* Dataset entries:
============================================================

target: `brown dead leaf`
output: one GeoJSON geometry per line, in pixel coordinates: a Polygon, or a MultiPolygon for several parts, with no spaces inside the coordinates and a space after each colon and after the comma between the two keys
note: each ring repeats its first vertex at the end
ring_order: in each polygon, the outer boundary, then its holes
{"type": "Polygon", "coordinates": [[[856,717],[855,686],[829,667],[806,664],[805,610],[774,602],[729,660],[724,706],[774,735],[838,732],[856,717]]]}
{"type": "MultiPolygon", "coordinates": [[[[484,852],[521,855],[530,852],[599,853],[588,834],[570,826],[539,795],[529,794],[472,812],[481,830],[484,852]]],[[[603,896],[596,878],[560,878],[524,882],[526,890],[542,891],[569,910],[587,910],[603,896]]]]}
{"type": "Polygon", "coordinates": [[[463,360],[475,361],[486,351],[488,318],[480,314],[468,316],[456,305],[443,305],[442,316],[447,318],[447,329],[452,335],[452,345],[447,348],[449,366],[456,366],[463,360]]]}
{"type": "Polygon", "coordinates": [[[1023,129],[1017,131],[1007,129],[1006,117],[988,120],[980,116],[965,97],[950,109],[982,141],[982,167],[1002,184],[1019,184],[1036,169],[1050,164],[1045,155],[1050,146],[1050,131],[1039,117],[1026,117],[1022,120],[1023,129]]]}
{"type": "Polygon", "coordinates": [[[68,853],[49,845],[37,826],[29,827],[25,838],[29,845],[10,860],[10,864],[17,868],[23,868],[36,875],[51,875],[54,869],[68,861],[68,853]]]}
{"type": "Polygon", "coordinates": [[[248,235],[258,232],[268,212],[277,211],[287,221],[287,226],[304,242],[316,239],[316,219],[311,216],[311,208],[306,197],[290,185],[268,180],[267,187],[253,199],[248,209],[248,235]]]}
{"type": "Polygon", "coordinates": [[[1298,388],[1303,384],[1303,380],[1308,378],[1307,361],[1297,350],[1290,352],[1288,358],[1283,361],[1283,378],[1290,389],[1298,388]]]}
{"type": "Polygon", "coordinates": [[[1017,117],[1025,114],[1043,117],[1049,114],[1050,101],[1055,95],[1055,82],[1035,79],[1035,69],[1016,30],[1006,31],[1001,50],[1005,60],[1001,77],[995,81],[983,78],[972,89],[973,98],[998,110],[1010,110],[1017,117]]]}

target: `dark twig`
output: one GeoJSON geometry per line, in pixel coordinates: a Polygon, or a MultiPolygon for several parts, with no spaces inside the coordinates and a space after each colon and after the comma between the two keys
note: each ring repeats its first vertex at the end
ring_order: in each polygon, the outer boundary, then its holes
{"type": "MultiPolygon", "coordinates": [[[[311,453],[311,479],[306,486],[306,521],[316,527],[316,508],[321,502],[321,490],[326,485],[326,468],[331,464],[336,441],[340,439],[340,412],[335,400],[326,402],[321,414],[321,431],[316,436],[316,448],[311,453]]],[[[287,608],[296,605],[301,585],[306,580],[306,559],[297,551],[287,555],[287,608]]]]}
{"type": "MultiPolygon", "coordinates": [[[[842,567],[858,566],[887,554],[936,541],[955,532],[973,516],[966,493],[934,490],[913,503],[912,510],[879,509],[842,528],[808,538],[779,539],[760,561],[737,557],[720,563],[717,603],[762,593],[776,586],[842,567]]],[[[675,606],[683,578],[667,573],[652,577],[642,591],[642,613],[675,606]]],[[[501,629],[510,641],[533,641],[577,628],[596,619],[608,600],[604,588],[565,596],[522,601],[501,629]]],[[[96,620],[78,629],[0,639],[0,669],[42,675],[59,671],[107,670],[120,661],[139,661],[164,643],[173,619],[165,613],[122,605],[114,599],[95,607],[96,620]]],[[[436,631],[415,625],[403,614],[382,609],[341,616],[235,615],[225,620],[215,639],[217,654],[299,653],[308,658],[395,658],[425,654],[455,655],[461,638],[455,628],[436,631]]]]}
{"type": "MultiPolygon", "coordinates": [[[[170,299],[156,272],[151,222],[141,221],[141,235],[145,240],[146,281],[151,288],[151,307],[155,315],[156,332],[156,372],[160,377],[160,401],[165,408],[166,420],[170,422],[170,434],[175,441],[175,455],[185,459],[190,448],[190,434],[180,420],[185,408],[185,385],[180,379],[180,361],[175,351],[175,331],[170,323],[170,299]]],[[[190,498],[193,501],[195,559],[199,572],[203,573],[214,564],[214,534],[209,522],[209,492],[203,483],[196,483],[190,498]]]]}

============================================================

All of the data must be written out again, exactly as it stands.

target: `brown dead leaf`
output: one GeoJSON geometry per line, in pixel coordinates: a Polygon, or a MultiPolygon for several parts, with no spaces inside the coordinates and a space after each colon and after the comma between the two keys
note: each ring repeats its first vertex at the end
ring_order: in each polygon, the outer boundary, then its holes
{"type": "Polygon", "coordinates": [[[856,717],[855,686],[829,667],[806,664],[805,610],[774,602],[729,660],[724,706],[774,735],[838,732],[856,717]]]}
{"type": "MultiPolygon", "coordinates": [[[[484,852],[521,855],[530,852],[599,853],[588,834],[570,826],[539,795],[529,794],[472,812],[481,830],[484,852]]],[[[603,896],[596,878],[560,878],[524,882],[526,890],[542,891],[569,910],[587,910],[603,896]]]]}
{"type": "Polygon", "coordinates": [[[463,360],[475,361],[486,351],[488,318],[480,314],[468,316],[456,305],[443,305],[442,316],[447,318],[447,329],[452,335],[452,345],[447,348],[449,366],[456,366],[463,360]]]}
{"type": "Polygon", "coordinates": [[[1023,129],[1017,131],[1007,129],[1006,117],[988,120],[980,116],[965,97],[950,109],[982,141],[982,167],[1002,184],[1019,184],[1036,169],[1050,164],[1045,155],[1050,146],[1050,131],[1039,117],[1026,117],[1022,120],[1023,129]]]}
{"type": "Polygon", "coordinates": [[[68,853],[49,845],[37,826],[29,827],[25,838],[29,845],[10,860],[10,864],[17,868],[23,868],[36,875],[51,875],[54,869],[68,861],[68,853]]]}
{"type": "Polygon", "coordinates": [[[248,235],[258,232],[268,212],[277,211],[287,221],[287,226],[304,242],[316,239],[316,219],[311,216],[311,208],[306,197],[290,185],[268,180],[267,187],[253,199],[248,209],[248,235]]]}
{"type": "Polygon", "coordinates": [[[1298,388],[1303,384],[1303,380],[1308,378],[1307,361],[1297,350],[1290,352],[1288,358],[1283,361],[1283,378],[1290,389],[1298,388]]]}
{"type": "Polygon", "coordinates": [[[1017,117],[1025,114],[1043,117],[1049,114],[1050,101],[1055,95],[1055,82],[1035,79],[1035,69],[1016,30],[1006,31],[1001,50],[1005,60],[1001,77],[995,81],[983,78],[972,89],[973,98],[998,110],[1010,110],[1017,117]]]}

target: `dark twig`
output: one GeoJSON geometry per line, in pixel coordinates: a Polygon, or a MultiPolygon for several parts, with no spaces inside the coordinates and a space after each colon and after the comma between the two keys
note: each ring repeats its first vertex at the end
ring_order: in each polygon, the outer boundary, then its holes
{"type": "MultiPolygon", "coordinates": [[[[311,453],[311,479],[306,486],[306,521],[316,527],[316,508],[321,502],[321,490],[326,485],[326,468],[331,464],[336,441],[340,439],[340,412],[335,400],[326,402],[321,414],[321,431],[316,436],[316,448],[311,453]]],[[[287,608],[296,605],[301,585],[306,580],[306,559],[297,551],[287,555],[287,608]]]]}
{"type": "MultiPolygon", "coordinates": [[[[842,567],[858,566],[887,554],[936,541],[955,532],[973,516],[966,493],[934,490],[913,503],[912,510],[879,509],[842,528],[808,538],[779,539],[760,561],[737,557],[720,563],[717,603],[762,593],[776,586],[842,567]]],[[[675,606],[683,578],[667,573],[652,577],[642,591],[642,613],[675,606]]],[[[501,629],[510,641],[533,641],[577,628],[596,619],[608,600],[604,588],[565,596],[522,601],[501,629]]],[[[96,620],[78,629],[0,639],[0,669],[42,675],[59,671],[107,670],[120,661],[139,661],[164,643],[173,619],[165,613],[122,605],[114,599],[95,607],[96,620]]],[[[436,631],[415,625],[403,614],[382,609],[341,616],[235,615],[225,620],[215,639],[217,654],[299,653],[308,658],[395,658],[425,654],[455,655],[461,638],[455,628],[436,631]]]]}
{"type": "MultiPolygon", "coordinates": [[[[170,299],[156,272],[151,222],[141,221],[141,235],[145,240],[146,281],[151,288],[151,307],[155,315],[156,332],[156,372],[160,377],[160,401],[165,408],[166,420],[170,422],[170,434],[175,441],[175,455],[185,459],[190,448],[190,434],[180,420],[185,408],[185,385],[180,379],[180,361],[175,351],[175,331],[170,323],[170,299]]],[[[190,498],[193,501],[195,559],[199,572],[203,573],[214,564],[214,534],[209,522],[209,492],[203,483],[196,483],[190,498]]]]}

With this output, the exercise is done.